=== AIM OF THE TASK ===
Reproduce the following lines word for word, preserving every character, space, and line break.

=== DATA SHOWN ===
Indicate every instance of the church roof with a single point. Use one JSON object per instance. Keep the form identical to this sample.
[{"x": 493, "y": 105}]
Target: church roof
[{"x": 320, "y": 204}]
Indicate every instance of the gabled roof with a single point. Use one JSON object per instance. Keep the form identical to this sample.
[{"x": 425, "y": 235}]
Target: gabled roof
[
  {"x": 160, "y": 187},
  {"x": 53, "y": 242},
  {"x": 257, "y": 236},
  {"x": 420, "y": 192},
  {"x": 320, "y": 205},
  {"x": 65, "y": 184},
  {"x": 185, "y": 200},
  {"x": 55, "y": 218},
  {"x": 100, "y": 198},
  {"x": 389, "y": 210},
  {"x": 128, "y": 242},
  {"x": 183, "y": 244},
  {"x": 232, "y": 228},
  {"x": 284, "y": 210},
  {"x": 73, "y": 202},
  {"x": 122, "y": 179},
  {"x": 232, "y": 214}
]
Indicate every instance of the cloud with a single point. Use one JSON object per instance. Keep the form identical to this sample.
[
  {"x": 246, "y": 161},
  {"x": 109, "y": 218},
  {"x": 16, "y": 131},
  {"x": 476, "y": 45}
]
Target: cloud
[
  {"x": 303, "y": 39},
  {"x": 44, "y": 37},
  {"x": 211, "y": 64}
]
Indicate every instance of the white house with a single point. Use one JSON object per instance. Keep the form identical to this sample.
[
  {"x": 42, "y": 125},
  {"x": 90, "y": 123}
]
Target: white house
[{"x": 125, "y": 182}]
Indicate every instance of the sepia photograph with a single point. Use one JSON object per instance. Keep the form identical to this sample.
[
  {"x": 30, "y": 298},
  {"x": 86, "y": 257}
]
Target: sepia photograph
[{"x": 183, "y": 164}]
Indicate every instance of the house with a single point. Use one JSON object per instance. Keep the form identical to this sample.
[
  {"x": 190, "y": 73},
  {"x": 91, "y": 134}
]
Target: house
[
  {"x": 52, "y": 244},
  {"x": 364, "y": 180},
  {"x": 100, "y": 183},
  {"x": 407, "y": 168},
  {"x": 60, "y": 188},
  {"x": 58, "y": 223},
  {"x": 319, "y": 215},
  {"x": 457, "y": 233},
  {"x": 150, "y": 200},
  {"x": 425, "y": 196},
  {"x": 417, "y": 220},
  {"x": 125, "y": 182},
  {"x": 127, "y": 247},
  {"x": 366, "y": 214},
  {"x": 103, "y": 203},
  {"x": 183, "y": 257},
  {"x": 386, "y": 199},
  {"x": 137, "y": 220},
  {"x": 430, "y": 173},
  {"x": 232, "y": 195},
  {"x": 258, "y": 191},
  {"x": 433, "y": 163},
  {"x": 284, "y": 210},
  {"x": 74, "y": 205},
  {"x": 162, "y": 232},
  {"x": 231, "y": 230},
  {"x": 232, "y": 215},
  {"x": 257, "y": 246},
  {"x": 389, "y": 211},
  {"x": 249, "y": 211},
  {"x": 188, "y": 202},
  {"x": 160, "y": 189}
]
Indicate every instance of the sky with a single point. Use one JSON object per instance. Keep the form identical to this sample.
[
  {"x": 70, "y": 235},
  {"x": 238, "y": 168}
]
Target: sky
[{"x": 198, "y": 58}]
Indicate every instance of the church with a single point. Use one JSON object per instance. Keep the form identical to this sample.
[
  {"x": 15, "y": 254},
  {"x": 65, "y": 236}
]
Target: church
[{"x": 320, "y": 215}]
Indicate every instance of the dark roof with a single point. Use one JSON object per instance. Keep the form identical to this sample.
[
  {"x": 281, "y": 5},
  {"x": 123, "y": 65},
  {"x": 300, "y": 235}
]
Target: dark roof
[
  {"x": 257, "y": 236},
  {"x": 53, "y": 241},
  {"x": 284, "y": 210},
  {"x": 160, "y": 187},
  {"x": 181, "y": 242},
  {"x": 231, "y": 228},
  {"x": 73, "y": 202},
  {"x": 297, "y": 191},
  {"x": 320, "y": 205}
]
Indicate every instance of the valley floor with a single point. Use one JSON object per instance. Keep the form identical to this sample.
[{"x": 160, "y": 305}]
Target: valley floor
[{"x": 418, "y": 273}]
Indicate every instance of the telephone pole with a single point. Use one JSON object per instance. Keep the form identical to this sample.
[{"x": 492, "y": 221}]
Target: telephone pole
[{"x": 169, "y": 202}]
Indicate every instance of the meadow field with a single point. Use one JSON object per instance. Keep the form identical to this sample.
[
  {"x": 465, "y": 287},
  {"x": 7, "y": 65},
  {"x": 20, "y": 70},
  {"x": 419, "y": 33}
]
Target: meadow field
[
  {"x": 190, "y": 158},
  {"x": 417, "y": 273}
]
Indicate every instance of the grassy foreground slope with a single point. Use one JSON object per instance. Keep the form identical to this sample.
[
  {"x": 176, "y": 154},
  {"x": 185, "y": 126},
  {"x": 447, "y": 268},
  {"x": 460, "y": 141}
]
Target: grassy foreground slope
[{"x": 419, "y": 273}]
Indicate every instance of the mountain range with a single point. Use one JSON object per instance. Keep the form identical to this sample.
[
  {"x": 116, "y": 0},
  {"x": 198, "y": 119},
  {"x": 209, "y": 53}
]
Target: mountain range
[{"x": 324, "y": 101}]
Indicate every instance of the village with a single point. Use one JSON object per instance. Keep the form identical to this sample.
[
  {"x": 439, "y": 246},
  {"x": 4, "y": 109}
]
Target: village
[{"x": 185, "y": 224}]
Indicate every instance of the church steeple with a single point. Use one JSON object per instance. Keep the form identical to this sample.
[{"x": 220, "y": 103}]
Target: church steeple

=== COMPLETE RESPONSE ===
Indicate every instance of the church roof with a single point. Use one JSON object per instance. Keep the form identical to this sample.
[{"x": 493, "y": 105}]
Target: church roof
[{"x": 320, "y": 204}]
Indicate every instance of the gabled roof with a single point. Use one JSON object per instance. Keep the form identical to this sample.
[{"x": 425, "y": 235}]
Target: gabled roof
[
  {"x": 160, "y": 187},
  {"x": 53, "y": 242},
  {"x": 257, "y": 236},
  {"x": 420, "y": 192},
  {"x": 320, "y": 205},
  {"x": 65, "y": 184},
  {"x": 185, "y": 200},
  {"x": 55, "y": 218},
  {"x": 100, "y": 198},
  {"x": 389, "y": 210},
  {"x": 128, "y": 242},
  {"x": 183, "y": 244},
  {"x": 232, "y": 228},
  {"x": 284, "y": 210},
  {"x": 73, "y": 202},
  {"x": 122, "y": 179},
  {"x": 232, "y": 214}
]
Indicate every instance of the cloud with a single point. Use one JSON object per instance. Keep the form identical to this sample.
[
  {"x": 246, "y": 161},
  {"x": 109, "y": 218},
  {"x": 16, "y": 131},
  {"x": 476, "y": 45}
]
Target: cloud
[
  {"x": 303, "y": 39},
  {"x": 44, "y": 37},
  {"x": 211, "y": 64}
]
Indicate every instance of the white house with a single point. Use one JSON object per instance. Keep the form identical to this sample.
[
  {"x": 42, "y": 125},
  {"x": 90, "y": 123}
]
Target: white house
[{"x": 125, "y": 182}]
Indicate every instance of the sepia photograph with a single point. Use one JSON object per instance. Keep the form identical to this sample.
[
  {"x": 30, "y": 298},
  {"x": 86, "y": 257}
]
Target: sepia photograph
[{"x": 183, "y": 164}]
Indicate every instance of the house with a single point. Use one JSON object per instance. Keep the form identical to this sample.
[
  {"x": 190, "y": 73},
  {"x": 91, "y": 134}
]
Target: house
[
  {"x": 52, "y": 244},
  {"x": 364, "y": 180},
  {"x": 100, "y": 183},
  {"x": 407, "y": 168},
  {"x": 60, "y": 188},
  {"x": 58, "y": 223},
  {"x": 319, "y": 215},
  {"x": 457, "y": 233},
  {"x": 150, "y": 200},
  {"x": 425, "y": 196},
  {"x": 417, "y": 220},
  {"x": 125, "y": 182},
  {"x": 127, "y": 247},
  {"x": 366, "y": 214},
  {"x": 103, "y": 203},
  {"x": 183, "y": 257},
  {"x": 386, "y": 199},
  {"x": 137, "y": 220},
  {"x": 430, "y": 173},
  {"x": 232, "y": 195},
  {"x": 258, "y": 191},
  {"x": 433, "y": 163},
  {"x": 284, "y": 210},
  {"x": 74, "y": 205},
  {"x": 162, "y": 232},
  {"x": 231, "y": 230},
  {"x": 232, "y": 215},
  {"x": 257, "y": 246},
  {"x": 389, "y": 211},
  {"x": 249, "y": 211},
  {"x": 188, "y": 202},
  {"x": 160, "y": 189}
]
Indicate every instance of the sky with a single point. Use one JSON object per instance. Keep the form identical to this sample.
[
  {"x": 70, "y": 235},
  {"x": 238, "y": 168}
]
Target: sky
[{"x": 198, "y": 58}]
Indicate every instance of the church with a single point. Use one JSON object per instance. Keep the form identical to this sample.
[
  {"x": 15, "y": 254},
  {"x": 65, "y": 236}
]
Target: church
[{"x": 320, "y": 215}]
Indicate every instance of the dark roof with a single point. Use one JSON object per instance. Keep the form identical to this sample.
[
  {"x": 281, "y": 5},
  {"x": 123, "y": 65},
  {"x": 300, "y": 235}
]
Target: dark roof
[
  {"x": 257, "y": 236},
  {"x": 53, "y": 241},
  {"x": 284, "y": 210},
  {"x": 160, "y": 187},
  {"x": 181, "y": 242},
  {"x": 231, "y": 228},
  {"x": 73, "y": 202},
  {"x": 297, "y": 191},
  {"x": 320, "y": 205}
]
Indicate every instance of the valley floor with a single point. Use one JSON object per instance. Keep the form identical to this sample.
[{"x": 160, "y": 305}]
Target: valley floor
[{"x": 418, "y": 273}]
Indicate every instance of the telephone pole with a single point. Use one JSON object per instance. Keep the form identical to this sample.
[{"x": 492, "y": 221}]
Target: telephone pole
[{"x": 169, "y": 202}]
Indicate every instance of the meadow field with a single point. Use one JSON object per instance. Keep the form identical to this sample.
[
  {"x": 465, "y": 287},
  {"x": 7, "y": 65},
  {"x": 20, "y": 70},
  {"x": 419, "y": 33}
]
Target: meadow field
[
  {"x": 190, "y": 158},
  {"x": 417, "y": 273}
]
Indicate every instance of the grassy foreground slope with a single point. Use one JSON object per instance. Keep the form identical to this sample.
[
  {"x": 176, "y": 154},
  {"x": 185, "y": 126},
  {"x": 447, "y": 268},
  {"x": 460, "y": 141}
]
Target: grassy foreground slope
[{"x": 419, "y": 273}]
Indicate every instance of the mountain range with a single point. Use one JSON object per instance. Keep the form identical to this sample.
[
  {"x": 116, "y": 0},
  {"x": 198, "y": 119},
  {"x": 209, "y": 53}
]
Target: mountain range
[{"x": 324, "y": 101}]
Indicate every instance of the village with a single point. Use one JSON object per instance. Keep the form identical to this sample.
[
  {"x": 439, "y": 246},
  {"x": 4, "y": 109}
]
Target: village
[{"x": 185, "y": 224}]
Indicate every instance of the church steeple with a single point. Use one JSON object per instance. Keep the form identical to this sample.
[{"x": 220, "y": 103}]
Target: church steeple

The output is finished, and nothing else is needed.